■ Exercise instructions: Print the line containing "Tag one point" and every later line of the records. Keep each one exactly as given, ending with the last.

(Point-per-instance localization data)
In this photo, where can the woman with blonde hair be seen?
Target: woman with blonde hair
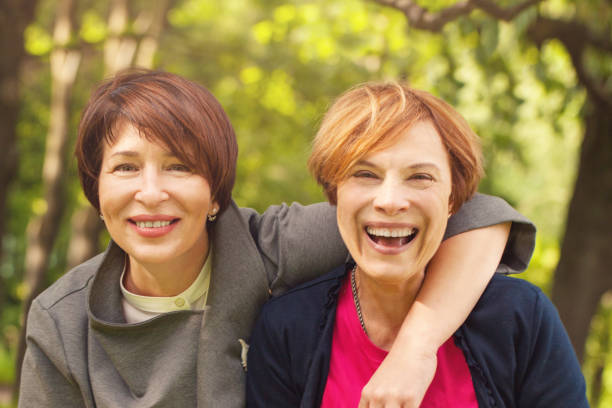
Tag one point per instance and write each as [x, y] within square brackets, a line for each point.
[398, 162]
[163, 316]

■ Exercise answer:
Tag one point per instance and write each as [x, y] within square brackets, a line for each point.
[398, 162]
[163, 316]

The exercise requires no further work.